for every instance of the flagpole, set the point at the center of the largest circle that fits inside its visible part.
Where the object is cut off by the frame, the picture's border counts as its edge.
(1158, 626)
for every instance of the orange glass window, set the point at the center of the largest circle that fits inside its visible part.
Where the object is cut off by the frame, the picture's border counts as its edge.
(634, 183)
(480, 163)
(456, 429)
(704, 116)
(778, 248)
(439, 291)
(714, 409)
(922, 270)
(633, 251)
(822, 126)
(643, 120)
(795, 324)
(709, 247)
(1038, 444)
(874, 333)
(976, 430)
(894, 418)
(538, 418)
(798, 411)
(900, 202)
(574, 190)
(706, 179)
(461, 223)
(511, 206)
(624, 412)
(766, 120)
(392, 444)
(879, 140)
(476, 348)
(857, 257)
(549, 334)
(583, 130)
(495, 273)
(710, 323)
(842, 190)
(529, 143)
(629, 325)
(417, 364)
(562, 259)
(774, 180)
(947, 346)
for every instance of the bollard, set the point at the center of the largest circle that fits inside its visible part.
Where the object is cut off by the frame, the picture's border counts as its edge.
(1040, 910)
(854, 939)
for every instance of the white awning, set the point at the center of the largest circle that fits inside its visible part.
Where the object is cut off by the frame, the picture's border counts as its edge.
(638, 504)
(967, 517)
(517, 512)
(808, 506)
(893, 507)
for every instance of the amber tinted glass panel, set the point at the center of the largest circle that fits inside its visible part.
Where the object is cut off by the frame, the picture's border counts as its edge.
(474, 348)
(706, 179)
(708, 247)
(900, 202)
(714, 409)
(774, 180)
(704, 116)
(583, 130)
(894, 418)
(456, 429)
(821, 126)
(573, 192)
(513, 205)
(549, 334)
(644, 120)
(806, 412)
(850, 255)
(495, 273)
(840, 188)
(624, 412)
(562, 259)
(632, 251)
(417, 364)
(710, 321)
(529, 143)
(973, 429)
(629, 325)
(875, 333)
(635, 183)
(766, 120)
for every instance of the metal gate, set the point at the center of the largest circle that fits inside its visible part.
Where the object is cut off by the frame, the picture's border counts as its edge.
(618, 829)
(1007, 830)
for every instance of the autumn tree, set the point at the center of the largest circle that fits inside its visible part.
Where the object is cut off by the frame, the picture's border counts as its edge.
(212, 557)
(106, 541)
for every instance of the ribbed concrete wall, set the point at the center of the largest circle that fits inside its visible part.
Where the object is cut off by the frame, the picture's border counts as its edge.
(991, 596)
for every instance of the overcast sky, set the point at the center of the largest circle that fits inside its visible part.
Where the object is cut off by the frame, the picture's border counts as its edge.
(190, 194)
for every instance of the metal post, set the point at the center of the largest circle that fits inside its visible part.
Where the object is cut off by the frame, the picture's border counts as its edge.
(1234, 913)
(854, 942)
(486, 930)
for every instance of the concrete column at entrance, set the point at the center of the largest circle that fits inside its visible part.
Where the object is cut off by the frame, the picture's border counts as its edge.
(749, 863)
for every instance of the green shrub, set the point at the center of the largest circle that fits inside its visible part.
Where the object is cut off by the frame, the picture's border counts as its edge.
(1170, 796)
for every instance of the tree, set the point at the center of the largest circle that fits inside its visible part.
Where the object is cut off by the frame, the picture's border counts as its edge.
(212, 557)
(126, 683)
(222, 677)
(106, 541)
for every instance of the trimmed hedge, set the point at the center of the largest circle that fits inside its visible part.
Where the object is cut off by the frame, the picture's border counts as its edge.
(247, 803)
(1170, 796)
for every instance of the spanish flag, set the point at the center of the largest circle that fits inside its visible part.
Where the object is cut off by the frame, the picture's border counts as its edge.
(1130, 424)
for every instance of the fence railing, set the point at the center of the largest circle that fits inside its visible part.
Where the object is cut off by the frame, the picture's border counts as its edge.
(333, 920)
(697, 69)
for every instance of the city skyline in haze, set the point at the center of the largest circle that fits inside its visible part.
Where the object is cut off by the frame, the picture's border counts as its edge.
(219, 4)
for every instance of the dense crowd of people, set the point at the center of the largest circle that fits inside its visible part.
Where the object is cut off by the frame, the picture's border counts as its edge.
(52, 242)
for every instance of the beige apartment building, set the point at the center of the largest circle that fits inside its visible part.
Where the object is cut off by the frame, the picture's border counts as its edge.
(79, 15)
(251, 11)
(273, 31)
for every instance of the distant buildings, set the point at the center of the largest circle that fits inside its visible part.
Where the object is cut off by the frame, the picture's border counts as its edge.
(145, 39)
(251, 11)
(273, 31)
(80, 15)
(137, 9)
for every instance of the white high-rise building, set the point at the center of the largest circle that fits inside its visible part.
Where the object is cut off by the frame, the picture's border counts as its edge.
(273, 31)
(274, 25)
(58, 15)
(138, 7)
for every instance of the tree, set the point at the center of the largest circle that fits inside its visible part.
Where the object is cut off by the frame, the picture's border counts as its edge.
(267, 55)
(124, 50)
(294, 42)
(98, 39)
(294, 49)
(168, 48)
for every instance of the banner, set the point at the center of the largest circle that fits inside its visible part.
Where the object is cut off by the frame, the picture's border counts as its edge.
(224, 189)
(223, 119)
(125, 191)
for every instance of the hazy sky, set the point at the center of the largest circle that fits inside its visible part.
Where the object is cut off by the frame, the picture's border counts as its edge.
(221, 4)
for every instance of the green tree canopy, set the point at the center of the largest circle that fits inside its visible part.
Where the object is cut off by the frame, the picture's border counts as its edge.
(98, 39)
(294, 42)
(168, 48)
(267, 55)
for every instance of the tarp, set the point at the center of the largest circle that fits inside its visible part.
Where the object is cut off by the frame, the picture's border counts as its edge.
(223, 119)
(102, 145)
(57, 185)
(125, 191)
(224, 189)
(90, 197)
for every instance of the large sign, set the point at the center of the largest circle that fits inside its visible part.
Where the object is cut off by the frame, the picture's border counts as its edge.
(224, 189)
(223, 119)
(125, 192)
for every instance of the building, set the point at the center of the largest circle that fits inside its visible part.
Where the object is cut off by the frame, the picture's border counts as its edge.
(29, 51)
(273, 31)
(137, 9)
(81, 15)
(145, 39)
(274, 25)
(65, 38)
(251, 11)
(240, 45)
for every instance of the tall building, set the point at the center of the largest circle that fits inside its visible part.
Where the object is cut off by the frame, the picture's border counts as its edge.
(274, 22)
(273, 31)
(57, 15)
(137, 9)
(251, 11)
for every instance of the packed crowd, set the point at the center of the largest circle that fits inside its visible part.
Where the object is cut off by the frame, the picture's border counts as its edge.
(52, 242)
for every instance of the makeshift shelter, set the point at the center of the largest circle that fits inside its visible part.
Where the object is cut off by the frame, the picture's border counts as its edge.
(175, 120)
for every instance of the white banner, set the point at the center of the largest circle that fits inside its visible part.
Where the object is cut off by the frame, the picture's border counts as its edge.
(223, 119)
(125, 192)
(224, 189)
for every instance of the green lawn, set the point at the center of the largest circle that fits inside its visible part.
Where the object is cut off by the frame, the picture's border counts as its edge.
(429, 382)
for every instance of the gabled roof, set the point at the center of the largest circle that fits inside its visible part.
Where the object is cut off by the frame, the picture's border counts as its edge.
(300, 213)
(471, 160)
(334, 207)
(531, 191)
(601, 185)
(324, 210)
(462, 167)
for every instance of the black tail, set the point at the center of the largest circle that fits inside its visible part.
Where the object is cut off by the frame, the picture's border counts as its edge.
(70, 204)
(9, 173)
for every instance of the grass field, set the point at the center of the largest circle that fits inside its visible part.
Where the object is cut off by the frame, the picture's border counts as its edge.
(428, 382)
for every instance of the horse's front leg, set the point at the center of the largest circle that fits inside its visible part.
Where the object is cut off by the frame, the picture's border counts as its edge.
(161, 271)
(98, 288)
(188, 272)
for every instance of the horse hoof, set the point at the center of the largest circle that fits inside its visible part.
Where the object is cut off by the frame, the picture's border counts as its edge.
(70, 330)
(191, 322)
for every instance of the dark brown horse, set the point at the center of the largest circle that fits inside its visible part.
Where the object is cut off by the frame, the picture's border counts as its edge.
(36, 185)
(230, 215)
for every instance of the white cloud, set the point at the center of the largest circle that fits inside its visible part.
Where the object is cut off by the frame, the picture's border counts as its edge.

▶ BRIEF
In the listing above, find the line holding "for every instance of the dark" and the line holding "for every instance of the white cloud, set", then output those two lines and every line between them exactly.

▶ WRITTEN RESPONSE
for every instance of the dark brown horse, set the point at the center of the largest circle that fits inside its visible part.
Where the object is cut off by the frame, the picture's border counts as its edge.
(36, 185)
(230, 215)
for every instance of the white cloud, set the point at the center of the largest circle that fits inside its visible part.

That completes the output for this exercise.